**Deine Aufgaben**
1/ Gib aus dem Interview zum Pariser Klimaabkommen den Abschnitt zwischen "Kann die Erderwärmung" und "Arno Burgi (dpa)" einschließlich wortgetreu wieder.
2/ Beantworte zum Interview über das Pariser Klimaabkommen diese Fragen:
(a) Bei welcher Organisation ist Katrin Schröder Klimaexpertin?
(b) Nach wie vielen Monaten kann das Abkommen laut Katrin Schröder in Kraft treten?
(c) Aus welchen Gebieten kamen die ungefähr 7.000 Menschen, die gepilgert sind?

**Quellauszug**
○ ○ ○ ○ ○

Misereor zur EU-Ratifizierung des Klimaabkommens

"Noch ein weiter Weg"

Kann die Erderwärmung gestoppt werden? Die EU hat mit der Ratifizierung des Pariser Klimaabkommens den Weg dahin weiter geebnet. Ganz große Freude kommt bei der Klimaexpertin Katrin Schröder aber deshalb noch nicht auf.

Die Sonne brennt / © Arno Burgi (dpa)
Die Sonne brennt / © Arno Burgi ( dpa )

domradio.de: Im Vorfeld der Klimakonferenz von Paris hatten die beiden großen Kirchen eine mehrwöchige Sternwanderung nach Paris organisiert, um den Staatsoberhäuptern ihre Forderungen und Klimaziele zu übergeben. Sie waren an der Organisation beteiligt. Nun hat das Europäische Parlament das Pariser Abkommen ratifiziert. Ist das gerade ein guter Moment für das Weltklima, oder reicht Ihnen das nicht, was da jetzt von der Europäischen Union auf den Weg gebracht wurde?

Katrin Schröder (Klimaexpertin bei Misereor und Mitgestalterin der Aktion Klimapilger): Eine unserer zentralen Forderungen war ja, dass wir ein rechtlich verbindliches Klimaabkommen bekommen. Dafür ist es ganz toll, dass es schon nach zehn Monaten in Kraft treten kann und die EU gesagt hat, sie ratifiziere das jetzt. Es war ganz wichtig, dass vor der nächsten Klimakonferenz eine Entscheidung gefallen ist. Ich glaube, das wird auch alle Menschen, die mitgepilgert sind, erreichen und freuen.

domradio.de: Das ist also ein guter Tag für alle ungefähr 7.000 Menschen, die aus Deutschland und Skandinavien damals mit Ihnen gepilgert sind?

○ ○ ○ ○ ○

**Einträge**
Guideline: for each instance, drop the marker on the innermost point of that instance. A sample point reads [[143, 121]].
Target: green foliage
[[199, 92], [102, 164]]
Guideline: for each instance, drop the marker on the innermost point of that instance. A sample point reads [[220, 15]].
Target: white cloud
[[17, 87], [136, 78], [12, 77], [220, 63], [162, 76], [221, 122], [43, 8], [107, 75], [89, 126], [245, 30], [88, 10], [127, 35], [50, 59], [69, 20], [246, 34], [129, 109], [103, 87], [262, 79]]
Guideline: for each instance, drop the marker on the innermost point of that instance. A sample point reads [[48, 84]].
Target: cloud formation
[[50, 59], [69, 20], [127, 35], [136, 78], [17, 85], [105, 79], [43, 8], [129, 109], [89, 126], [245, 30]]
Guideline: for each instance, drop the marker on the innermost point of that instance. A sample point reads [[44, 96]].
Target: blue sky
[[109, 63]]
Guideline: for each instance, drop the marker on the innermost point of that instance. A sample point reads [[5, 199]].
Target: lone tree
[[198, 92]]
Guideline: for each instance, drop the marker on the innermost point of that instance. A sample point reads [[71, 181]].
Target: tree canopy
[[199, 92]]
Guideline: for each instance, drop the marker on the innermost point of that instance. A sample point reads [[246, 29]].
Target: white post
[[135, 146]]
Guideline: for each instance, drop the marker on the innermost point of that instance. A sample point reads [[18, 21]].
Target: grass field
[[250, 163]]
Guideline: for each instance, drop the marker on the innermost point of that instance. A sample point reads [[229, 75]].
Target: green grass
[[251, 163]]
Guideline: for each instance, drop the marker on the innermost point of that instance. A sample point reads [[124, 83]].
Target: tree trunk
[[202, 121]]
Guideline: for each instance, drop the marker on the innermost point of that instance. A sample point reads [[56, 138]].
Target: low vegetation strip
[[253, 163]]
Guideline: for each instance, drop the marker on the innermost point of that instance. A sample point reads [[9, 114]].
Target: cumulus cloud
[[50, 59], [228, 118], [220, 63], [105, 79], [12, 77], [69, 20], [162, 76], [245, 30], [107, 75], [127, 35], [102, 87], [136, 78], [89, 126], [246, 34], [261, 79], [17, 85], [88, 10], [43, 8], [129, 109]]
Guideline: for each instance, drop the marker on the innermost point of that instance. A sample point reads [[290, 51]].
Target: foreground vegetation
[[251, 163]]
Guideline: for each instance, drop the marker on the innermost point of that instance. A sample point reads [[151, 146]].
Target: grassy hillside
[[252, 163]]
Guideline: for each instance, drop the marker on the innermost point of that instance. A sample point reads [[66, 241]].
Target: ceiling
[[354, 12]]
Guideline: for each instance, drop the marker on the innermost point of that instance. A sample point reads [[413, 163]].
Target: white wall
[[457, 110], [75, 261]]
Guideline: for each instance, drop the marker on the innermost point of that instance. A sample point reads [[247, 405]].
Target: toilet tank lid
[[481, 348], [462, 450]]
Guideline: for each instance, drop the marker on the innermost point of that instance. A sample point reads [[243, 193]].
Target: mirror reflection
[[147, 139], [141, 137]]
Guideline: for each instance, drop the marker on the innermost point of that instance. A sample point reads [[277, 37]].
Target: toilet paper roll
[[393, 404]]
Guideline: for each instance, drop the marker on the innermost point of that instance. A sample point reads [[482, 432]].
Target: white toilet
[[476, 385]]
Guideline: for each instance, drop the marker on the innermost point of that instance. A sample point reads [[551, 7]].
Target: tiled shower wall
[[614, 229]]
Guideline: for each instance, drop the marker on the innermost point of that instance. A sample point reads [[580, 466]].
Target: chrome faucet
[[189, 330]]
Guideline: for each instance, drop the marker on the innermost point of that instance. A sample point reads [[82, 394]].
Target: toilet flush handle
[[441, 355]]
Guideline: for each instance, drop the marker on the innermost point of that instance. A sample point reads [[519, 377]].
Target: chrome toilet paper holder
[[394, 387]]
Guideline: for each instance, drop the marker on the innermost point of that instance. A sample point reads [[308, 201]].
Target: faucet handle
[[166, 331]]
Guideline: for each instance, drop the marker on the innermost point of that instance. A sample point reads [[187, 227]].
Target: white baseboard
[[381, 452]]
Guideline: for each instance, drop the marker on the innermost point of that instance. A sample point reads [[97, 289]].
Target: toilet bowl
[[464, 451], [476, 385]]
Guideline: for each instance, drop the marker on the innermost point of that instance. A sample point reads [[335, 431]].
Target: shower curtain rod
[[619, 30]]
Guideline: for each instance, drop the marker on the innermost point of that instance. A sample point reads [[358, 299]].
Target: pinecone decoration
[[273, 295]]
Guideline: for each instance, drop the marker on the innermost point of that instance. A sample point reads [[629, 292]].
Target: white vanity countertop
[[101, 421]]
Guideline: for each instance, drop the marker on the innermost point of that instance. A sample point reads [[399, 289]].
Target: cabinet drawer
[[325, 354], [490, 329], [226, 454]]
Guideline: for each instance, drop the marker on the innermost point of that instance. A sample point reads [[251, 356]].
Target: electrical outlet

○ ○ ○ ○ ○

**Lösungen je Aufgabe**
1/
Kann die Erderwärmung gestoppt werden? Die EU hat mit der Ratifizierung des Pariser Klimaabkommens den Weg dahin weiter geebnet. Ganz große Freude kommt bei der Klimaexpertin Katrin Schröder aber deshalb noch nicht auf.

Die Sonne brennt / © Arno Burgi (dpa)

2/
(a) Bei Misereor.
(b) Nach zehn Monaten.
(c) Aus Deutschland und Skandinavien.